_REQUIRED TASK_:
Count the lines in the records below that contain the string "reflection", treating uppercase and lowercase letters as different. Reply with the number alone.

_INFORMATION PROVIDED_:
= = = = =

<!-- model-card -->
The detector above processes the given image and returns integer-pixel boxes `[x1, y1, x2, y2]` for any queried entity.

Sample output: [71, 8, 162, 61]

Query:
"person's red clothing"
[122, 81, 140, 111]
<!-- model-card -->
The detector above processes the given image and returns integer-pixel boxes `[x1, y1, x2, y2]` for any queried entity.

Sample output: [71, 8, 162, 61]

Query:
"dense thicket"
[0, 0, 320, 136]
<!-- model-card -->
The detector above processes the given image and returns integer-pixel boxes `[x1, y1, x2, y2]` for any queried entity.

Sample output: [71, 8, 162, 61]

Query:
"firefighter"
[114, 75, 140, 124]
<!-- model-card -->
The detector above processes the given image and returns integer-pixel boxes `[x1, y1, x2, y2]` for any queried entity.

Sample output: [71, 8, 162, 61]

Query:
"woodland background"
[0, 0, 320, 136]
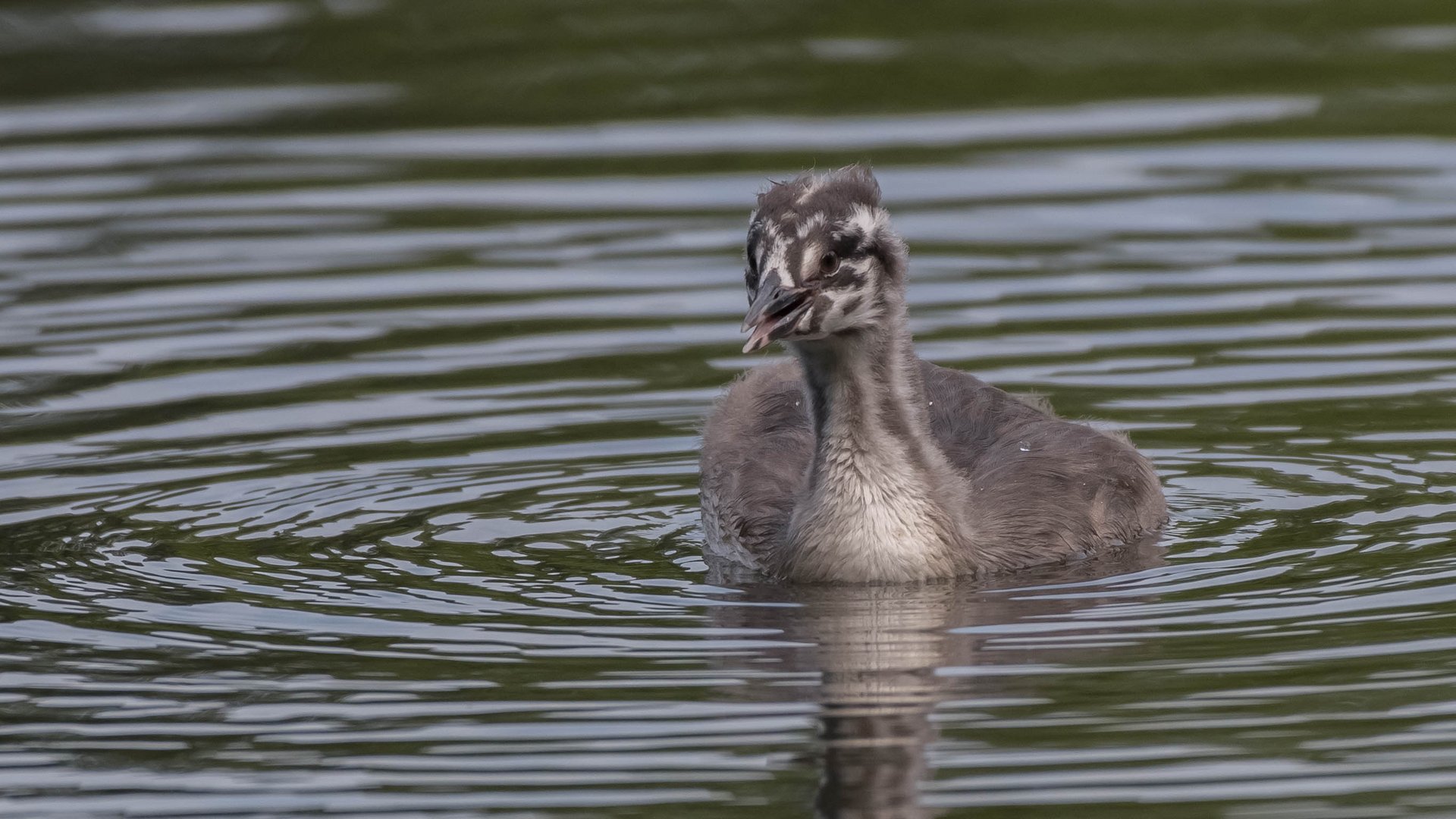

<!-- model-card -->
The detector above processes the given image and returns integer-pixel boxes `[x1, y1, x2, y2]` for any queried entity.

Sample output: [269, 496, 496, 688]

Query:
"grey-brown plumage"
[701, 166, 1166, 582]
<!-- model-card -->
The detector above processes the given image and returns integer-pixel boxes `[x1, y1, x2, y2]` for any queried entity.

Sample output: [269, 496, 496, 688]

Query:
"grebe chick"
[701, 166, 1168, 583]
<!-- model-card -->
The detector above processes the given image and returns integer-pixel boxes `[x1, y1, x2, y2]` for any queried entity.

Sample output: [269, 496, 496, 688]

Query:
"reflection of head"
[712, 542, 1162, 819]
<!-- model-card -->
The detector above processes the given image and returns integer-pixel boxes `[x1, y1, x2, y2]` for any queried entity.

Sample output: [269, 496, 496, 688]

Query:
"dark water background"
[0, 0, 1456, 819]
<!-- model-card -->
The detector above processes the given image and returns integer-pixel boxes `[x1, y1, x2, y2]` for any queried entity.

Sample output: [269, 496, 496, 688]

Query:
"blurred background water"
[0, 0, 1456, 819]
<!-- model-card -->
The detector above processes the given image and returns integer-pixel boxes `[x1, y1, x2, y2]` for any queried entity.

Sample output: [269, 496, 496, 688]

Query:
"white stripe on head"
[846, 204, 890, 239]
[793, 177, 826, 204]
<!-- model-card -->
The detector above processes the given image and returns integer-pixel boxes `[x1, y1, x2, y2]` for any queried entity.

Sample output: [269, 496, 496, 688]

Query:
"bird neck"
[780, 300, 956, 582]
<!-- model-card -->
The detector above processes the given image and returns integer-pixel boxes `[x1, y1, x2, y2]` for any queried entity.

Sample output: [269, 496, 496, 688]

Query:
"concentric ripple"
[0, 0, 1456, 819]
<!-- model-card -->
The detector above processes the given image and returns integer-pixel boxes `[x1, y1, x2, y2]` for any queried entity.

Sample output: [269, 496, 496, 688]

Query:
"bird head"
[742, 165, 905, 353]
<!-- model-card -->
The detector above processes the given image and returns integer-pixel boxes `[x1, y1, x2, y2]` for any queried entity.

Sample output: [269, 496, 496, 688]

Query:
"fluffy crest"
[755, 165, 880, 218]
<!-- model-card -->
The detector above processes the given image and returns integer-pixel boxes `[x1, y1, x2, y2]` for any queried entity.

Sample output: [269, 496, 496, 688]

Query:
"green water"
[0, 0, 1456, 819]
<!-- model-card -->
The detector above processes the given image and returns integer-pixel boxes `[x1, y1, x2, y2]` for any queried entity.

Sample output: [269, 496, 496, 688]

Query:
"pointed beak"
[741, 283, 811, 353]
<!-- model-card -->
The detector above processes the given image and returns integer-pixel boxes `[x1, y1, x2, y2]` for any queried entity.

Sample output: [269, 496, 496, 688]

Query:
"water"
[0, 0, 1456, 819]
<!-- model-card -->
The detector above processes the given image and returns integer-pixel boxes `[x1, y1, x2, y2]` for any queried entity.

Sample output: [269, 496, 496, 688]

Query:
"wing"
[701, 362, 814, 568]
[921, 363, 1168, 568]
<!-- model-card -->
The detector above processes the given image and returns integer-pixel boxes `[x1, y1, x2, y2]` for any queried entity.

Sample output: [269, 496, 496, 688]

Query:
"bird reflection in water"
[715, 542, 1163, 819]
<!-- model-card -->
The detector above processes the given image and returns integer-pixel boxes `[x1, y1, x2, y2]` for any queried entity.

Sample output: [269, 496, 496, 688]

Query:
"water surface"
[0, 0, 1456, 819]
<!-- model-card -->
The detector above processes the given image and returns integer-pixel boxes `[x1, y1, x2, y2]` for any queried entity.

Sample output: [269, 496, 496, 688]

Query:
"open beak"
[741, 284, 811, 353]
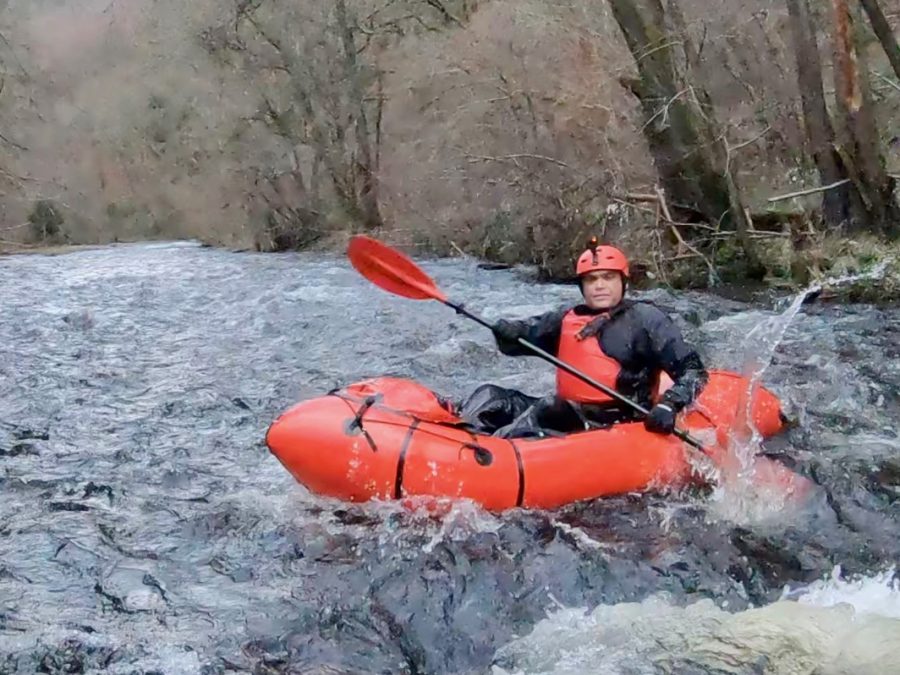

= = = = =

_RIGHT ANSWER_:
2